#### WHAT YOU ARE ASKED TO DO:
Substitute "cursor" for "pointer" in everything from the line containing "Task: the pointer indicates each instance of the wooden planter" down to the line containing "[[384, 161], [596, 213]]", leaving the rest unchanged. Return only those lines.

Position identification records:
⟨
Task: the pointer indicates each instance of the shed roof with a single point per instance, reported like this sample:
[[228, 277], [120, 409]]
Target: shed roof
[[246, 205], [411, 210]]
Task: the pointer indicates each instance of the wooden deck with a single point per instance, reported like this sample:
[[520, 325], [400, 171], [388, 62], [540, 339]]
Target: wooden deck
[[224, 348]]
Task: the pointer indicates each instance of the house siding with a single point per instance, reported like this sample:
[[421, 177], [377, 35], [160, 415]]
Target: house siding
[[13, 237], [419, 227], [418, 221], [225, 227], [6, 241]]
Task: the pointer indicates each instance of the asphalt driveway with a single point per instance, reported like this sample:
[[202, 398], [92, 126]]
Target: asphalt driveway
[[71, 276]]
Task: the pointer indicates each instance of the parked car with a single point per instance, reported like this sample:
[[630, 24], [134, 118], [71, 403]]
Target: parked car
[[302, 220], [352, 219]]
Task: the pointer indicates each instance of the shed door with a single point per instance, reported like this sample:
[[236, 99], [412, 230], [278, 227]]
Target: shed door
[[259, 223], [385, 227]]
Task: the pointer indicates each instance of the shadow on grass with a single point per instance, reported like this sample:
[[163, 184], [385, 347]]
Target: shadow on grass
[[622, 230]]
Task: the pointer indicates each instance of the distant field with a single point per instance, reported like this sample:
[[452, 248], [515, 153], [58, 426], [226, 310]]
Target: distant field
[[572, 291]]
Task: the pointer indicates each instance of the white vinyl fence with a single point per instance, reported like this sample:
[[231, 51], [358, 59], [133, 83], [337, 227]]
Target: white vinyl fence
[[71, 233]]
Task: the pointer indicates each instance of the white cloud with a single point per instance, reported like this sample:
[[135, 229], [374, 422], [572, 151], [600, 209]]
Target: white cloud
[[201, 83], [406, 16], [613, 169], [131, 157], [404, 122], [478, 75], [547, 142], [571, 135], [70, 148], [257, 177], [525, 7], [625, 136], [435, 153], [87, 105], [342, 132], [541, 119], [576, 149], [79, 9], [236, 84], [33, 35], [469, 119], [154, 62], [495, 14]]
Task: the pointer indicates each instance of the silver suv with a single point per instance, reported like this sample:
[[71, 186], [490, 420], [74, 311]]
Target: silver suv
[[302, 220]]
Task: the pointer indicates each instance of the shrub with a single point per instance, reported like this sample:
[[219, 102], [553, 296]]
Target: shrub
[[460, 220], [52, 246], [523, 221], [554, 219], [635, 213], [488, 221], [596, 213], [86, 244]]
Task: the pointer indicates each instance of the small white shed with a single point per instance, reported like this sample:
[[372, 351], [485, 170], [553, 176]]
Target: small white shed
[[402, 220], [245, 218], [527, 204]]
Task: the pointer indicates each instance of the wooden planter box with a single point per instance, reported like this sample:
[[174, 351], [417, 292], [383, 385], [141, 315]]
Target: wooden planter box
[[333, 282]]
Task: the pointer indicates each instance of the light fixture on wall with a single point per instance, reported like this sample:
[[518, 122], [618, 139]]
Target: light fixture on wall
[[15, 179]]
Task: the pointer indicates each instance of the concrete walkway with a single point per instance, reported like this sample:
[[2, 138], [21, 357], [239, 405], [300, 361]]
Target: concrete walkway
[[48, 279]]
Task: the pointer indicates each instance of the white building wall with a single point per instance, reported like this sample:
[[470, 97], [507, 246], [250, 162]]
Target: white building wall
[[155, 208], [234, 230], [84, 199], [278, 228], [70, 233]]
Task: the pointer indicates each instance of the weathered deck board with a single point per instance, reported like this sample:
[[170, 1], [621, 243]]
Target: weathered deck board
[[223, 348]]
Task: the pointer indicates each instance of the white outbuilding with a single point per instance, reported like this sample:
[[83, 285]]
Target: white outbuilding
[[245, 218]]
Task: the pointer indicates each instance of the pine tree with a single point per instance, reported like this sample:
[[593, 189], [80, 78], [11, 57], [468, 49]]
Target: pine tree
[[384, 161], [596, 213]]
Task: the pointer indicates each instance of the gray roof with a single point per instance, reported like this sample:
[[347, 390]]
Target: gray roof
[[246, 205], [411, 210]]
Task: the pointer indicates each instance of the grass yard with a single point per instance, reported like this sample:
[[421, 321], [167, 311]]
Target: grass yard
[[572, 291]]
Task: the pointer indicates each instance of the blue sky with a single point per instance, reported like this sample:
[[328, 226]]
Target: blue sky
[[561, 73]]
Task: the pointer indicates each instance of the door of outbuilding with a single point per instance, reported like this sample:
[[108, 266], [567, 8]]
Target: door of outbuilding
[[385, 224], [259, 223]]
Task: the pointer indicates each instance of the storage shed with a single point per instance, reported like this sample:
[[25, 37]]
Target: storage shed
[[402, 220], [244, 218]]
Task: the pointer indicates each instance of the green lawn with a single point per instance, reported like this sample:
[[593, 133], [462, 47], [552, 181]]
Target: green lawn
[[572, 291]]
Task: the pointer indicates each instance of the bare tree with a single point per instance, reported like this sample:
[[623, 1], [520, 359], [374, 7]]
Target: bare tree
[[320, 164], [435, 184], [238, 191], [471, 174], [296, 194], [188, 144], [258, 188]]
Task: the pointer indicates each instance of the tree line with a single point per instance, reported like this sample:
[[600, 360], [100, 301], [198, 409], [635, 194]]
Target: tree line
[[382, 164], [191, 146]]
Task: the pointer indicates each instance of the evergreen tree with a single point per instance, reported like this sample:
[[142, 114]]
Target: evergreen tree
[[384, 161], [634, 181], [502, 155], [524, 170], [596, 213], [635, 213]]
⟩
#### CORRECT ANSWER:
Task: the cursor indicates each instance of the wooden planter box with a single point per instance, reported like this sample:
[[174, 351], [417, 292], [383, 385], [141, 315]]
Target: wooden planter box
[[333, 282]]
Task: the cursor indicates each instance of the light fixture on wall with a single point per instance, reported like this sample:
[[518, 122], [618, 139]]
Target: light fixture on wall
[[15, 179]]
Task: the cursor indicates each instance of the concrete walkway with a single point per instance, reported like this sample:
[[2, 138], [21, 357], [239, 405], [300, 361]]
Target: concrete walkway
[[48, 279]]
Task: the cursor indicates each instance of the white building wall with a single point per instance, reported like this sample:
[[470, 97], [507, 246], [250, 162]]
Target: white building wall
[[155, 208], [234, 230], [84, 199], [278, 228], [70, 233]]
Task: the cursor indicates each instance of the weathered deck board with a single point per instance, reported like this sample:
[[170, 1], [621, 243]]
Target: weathered deck board
[[223, 348]]
Task: the cursor indicates each instance of the white outbuilding with a single point per instance, reported like this sample:
[[83, 285]]
Target: white outbuilding
[[245, 218]]
Task: the cursor indicates each instance of the pine tree with a single point per instance, reported like this sample:
[[593, 189], [80, 78], [11, 57], [468, 49]]
Target: pine tree
[[384, 161], [596, 213]]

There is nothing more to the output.